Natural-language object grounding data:
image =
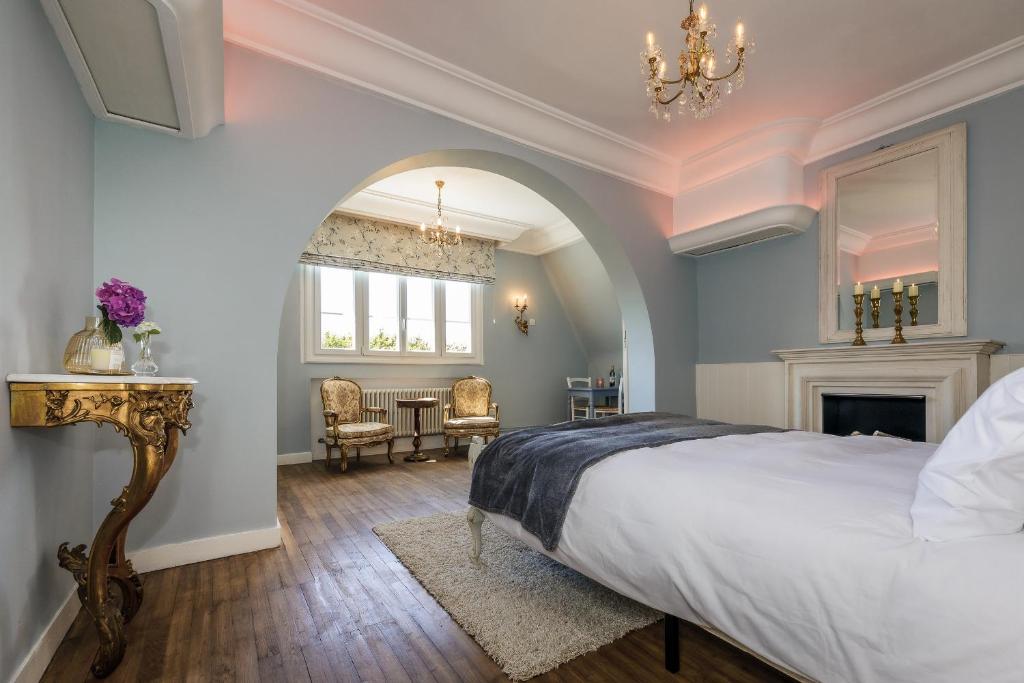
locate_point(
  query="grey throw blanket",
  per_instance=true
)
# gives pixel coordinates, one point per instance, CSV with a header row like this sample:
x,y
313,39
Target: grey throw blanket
x,y
530,475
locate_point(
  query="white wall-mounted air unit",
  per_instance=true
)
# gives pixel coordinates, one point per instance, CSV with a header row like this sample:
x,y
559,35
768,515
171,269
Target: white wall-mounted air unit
x,y
758,225
154,63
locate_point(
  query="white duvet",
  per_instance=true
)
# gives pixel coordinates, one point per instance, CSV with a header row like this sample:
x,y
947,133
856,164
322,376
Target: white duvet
x,y
799,546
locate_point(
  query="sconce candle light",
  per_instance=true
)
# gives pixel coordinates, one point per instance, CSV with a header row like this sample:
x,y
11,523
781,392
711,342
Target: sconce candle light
x,y
876,304
912,293
519,302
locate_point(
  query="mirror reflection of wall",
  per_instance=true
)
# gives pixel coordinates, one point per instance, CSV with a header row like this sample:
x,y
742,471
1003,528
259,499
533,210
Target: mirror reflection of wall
x,y
888,228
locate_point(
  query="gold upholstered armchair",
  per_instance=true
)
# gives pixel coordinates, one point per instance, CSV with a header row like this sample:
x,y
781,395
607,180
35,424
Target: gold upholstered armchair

## Instructions for the task:
Which of the lines above hold the string "gold"? Pick each of them out.

## Result of the task:
  query="gold upholstered armchair",
Target: gold upholstered armchair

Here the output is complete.